(Exercise description) Reproduce every line of the data, exactly and without its pictures.
============
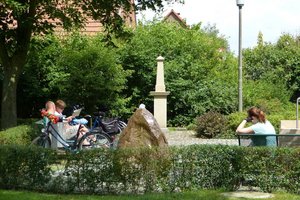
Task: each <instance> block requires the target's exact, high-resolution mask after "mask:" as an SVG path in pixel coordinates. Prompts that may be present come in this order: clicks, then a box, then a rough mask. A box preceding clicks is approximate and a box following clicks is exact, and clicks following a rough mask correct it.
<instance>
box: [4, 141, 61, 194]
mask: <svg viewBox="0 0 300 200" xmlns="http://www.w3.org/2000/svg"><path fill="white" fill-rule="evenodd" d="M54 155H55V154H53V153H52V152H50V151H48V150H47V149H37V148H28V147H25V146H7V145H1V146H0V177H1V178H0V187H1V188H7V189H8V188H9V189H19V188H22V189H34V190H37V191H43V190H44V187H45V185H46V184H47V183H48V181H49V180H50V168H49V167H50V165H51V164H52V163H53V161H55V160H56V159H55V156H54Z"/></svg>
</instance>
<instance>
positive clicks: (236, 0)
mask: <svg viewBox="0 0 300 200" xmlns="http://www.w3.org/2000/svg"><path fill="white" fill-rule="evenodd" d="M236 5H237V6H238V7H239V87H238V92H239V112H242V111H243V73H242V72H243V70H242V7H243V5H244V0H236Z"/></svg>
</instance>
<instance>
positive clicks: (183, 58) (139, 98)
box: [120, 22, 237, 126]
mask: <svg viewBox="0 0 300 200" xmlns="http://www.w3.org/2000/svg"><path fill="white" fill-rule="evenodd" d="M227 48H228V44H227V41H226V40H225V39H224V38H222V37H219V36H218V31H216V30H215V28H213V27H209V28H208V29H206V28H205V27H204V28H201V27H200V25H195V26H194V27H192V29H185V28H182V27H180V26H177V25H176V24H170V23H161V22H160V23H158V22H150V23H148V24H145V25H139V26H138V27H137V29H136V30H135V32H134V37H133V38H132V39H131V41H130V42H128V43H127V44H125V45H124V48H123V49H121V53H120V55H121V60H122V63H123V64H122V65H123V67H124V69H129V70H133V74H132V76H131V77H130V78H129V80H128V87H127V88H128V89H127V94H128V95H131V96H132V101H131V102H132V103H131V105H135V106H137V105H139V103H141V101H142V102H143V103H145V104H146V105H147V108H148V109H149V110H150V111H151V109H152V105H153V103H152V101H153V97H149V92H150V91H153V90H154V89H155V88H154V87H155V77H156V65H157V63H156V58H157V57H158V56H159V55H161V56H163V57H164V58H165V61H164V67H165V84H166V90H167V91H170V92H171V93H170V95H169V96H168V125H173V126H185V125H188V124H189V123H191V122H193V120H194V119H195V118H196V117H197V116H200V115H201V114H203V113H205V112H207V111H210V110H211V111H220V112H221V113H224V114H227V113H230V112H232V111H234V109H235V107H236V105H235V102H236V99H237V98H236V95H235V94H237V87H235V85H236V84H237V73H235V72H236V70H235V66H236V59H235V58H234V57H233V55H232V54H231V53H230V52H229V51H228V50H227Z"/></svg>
============
(Answer to this task)
Task: each <instance> block requires the target's exact, high-resolution mask after "mask:" as an SVG path in pixel coordinates. Prompts that may be present come in this order: clicks, then a box, then a rough mask. A box preceding clicks is approximate and a box following clicks is exact, and clicks following a rough mask correct it.
<instance>
box: [4, 141, 61, 194]
mask: <svg viewBox="0 0 300 200" xmlns="http://www.w3.org/2000/svg"><path fill="white" fill-rule="evenodd" d="M54 155H55V154H53V153H52V152H50V151H48V150H47V149H37V148H28V147H25V146H7V145H1V146H0V177H1V178H0V187H1V188H7V189H8V188H9V189H19V188H22V189H34V190H37V191H43V190H44V187H45V185H46V184H47V183H48V181H49V180H50V168H49V167H50V165H51V164H52V163H53V161H55V160H56V159H55V156H54Z"/></svg>
</instance>
<instance>
positive clicks: (236, 0)
mask: <svg viewBox="0 0 300 200" xmlns="http://www.w3.org/2000/svg"><path fill="white" fill-rule="evenodd" d="M236 5H237V6H238V7H239V87H238V92H239V112H242V111H243V73H242V72H243V70H242V7H243V5H244V0H236Z"/></svg>
</instance>
<instance>
positive clicks: (183, 58) (139, 98)
box: [120, 22, 237, 126]
mask: <svg viewBox="0 0 300 200" xmlns="http://www.w3.org/2000/svg"><path fill="white" fill-rule="evenodd" d="M227 48H228V44H227V41H226V40H225V39H224V38H222V37H219V36H218V31H216V30H215V28H213V27H209V28H208V29H206V28H205V27H204V28H201V27H200V25H195V26H194V27H192V29H185V28H182V27H180V26H177V25H176V24H170V23H161V22H160V23H158V22H150V23H148V24H145V25H139V26H138V27H137V29H136V30H135V32H134V37H133V38H132V39H131V41H130V42H128V43H127V44H125V45H124V48H123V49H121V53H120V55H121V60H122V63H123V64H122V65H123V67H124V69H129V70H133V74H132V76H131V77H130V78H129V80H128V87H127V88H128V89H127V94H128V95H131V96H132V101H131V102H132V103H131V105H135V106H137V105H139V103H141V101H142V102H143V103H145V104H146V105H147V108H148V109H149V110H150V111H151V109H152V105H153V103H152V101H153V97H149V92H150V91H153V90H154V89H155V88H154V87H155V77H156V65H157V63H156V58H157V57H158V56H159V55H161V56H163V57H164V58H165V61H164V67H165V84H166V90H167V91H170V92H171V93H170V95H169V96H168V125H173V126H185V125H188V124H189V123H191V122H193V120H194V119H195V118H196V117H197V116H200V115H201V114H203V113H205V112H207V111H210V110H211V111H220V112H221V113H224V114H227V113H230V112H232V111H234V109H235V107H236V105H235V102H236V99H237V98H236V95H235V94H237V87H235V85H236V84H237V73H235V72H236V70H235V66H236V59H235V58H234V57H233V55H232V54H231V53H230V52H229V51H228V50H227Z"/></svg>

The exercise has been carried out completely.